#### DIRECTIONS FOR THIS TASK:
Return the records below from the line containing "Where can the farm building" onward, exactly, through and including the last line.

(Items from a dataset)
======

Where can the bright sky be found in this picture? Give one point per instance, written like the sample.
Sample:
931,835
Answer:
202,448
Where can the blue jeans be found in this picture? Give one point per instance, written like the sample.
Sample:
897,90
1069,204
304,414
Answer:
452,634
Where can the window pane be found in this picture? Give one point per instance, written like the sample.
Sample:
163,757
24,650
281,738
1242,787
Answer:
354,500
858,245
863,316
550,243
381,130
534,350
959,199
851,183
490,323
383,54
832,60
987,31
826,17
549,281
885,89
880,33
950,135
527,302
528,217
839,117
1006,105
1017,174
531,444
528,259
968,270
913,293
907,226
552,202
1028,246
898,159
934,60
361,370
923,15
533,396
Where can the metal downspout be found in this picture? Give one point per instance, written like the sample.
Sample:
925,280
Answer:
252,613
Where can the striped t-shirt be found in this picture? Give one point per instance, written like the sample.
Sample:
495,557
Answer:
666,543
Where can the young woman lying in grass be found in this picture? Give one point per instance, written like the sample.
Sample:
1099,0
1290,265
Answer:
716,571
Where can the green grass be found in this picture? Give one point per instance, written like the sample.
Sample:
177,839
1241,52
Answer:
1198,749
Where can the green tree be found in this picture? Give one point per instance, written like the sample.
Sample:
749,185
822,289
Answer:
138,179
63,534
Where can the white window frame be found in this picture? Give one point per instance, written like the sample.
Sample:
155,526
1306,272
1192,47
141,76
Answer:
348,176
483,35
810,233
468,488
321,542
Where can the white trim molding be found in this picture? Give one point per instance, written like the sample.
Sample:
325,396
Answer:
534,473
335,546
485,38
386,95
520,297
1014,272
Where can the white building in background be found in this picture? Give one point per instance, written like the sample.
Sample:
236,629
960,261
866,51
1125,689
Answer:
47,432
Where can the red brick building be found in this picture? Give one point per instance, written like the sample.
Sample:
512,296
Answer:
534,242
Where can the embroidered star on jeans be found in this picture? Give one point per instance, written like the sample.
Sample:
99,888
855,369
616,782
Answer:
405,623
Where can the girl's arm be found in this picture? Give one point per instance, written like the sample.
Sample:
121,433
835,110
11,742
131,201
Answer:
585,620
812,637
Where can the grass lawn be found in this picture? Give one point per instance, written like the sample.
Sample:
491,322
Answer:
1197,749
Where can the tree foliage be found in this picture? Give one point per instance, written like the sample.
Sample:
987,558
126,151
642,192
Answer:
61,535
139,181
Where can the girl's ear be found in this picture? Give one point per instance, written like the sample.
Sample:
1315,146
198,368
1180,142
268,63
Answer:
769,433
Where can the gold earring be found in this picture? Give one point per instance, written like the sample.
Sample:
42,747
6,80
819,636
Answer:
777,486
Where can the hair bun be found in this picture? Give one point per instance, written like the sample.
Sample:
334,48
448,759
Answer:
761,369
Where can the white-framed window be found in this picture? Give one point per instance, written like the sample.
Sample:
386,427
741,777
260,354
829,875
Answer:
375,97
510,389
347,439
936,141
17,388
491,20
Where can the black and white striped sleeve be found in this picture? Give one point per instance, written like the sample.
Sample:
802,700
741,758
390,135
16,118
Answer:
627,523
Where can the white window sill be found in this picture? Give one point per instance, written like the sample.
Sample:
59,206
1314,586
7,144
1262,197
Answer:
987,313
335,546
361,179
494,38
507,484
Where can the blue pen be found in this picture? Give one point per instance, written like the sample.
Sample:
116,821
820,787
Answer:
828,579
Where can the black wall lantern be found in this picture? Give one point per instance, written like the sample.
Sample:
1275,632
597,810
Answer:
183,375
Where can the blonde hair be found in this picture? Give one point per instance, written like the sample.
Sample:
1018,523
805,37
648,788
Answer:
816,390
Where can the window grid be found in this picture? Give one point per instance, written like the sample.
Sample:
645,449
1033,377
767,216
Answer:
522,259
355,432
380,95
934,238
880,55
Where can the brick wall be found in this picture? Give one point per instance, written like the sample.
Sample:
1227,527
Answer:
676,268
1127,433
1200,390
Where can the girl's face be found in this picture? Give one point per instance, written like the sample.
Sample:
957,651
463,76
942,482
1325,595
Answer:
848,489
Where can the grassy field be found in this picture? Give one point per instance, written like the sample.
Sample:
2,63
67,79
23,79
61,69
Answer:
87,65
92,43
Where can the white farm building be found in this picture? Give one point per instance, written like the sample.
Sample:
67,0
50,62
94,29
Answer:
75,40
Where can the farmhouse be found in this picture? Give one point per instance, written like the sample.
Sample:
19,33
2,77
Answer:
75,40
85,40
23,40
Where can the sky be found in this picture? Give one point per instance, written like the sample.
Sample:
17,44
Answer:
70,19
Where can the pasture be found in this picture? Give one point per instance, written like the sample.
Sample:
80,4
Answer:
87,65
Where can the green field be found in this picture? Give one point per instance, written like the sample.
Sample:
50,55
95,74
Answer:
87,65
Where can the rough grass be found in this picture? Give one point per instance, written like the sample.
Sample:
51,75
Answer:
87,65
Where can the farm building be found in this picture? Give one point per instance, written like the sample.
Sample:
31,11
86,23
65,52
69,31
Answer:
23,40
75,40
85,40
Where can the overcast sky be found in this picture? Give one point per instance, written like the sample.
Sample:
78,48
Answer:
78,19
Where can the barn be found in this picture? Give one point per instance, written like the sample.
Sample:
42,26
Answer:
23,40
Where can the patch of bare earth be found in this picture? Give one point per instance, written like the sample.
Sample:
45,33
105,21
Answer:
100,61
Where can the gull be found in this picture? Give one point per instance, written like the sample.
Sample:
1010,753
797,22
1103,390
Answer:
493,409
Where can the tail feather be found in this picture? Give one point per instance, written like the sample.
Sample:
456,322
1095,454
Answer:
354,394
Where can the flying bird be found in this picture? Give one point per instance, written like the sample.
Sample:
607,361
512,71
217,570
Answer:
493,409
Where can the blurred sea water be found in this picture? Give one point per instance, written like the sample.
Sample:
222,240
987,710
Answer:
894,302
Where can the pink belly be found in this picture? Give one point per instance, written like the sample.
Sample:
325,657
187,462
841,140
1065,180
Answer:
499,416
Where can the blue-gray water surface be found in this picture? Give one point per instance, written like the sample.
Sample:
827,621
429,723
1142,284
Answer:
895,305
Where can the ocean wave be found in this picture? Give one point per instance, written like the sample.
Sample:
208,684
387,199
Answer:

======

#### THE SOLUTION:
Where can the farm building be found in this picture? Give one point per instance, written like the sample.
Sample:
31,11
86,23
65,52
69,31
Answer:
23,40
75,40
85,40
Where can the overcast sky be found in this picture? Give one point per instance, written like the sample.
Sample:
78,48
Answer:
78,19
Where can the barn be found in this picture? Give one point per instance, written like the sample.
Sample:
42,26
Answer:
23,40
Where can the patch of bare earth be found in this picture? Give one point per instance, written like the sample.
Sample:
45,33
105,21
Answer:
100,61
Where can the gull be found in this picture? Give one point per instance, written like the sample.
Sample:
1010,753
797,22
1103,390
Answer:
493,409
Where can the tail feather be found in this picture? Give one point per instance, written like the sample.
Sample:
456,322
1095,454
Answer:
354,394
Where can the flying bird be found in this picture? Give one point per instance, written like the sample.
Sample:
607,361
512,71
217,570
Answer:
493,409
Where can the blurred sea water be found in this picture? Give one point per instance, written like the sample.
Sample:
222,240
987,710
Answer:
894,302
Where can the pink belly be found in this picture? Give one point per instance, written like the sample.
Sample:
325,657
187,462
841,140
1065,180
Answer:
499,416
Where can the blue-gray water surface be found in this picture? Give one point per instance, written like the sample.
Sample:
827,621
429,723
1142,284
Answer:
895,305
Where can the ocean wave be found in this picture? Give one point per instance, written like the sample.
Sample:
208,684
387,199
Answer:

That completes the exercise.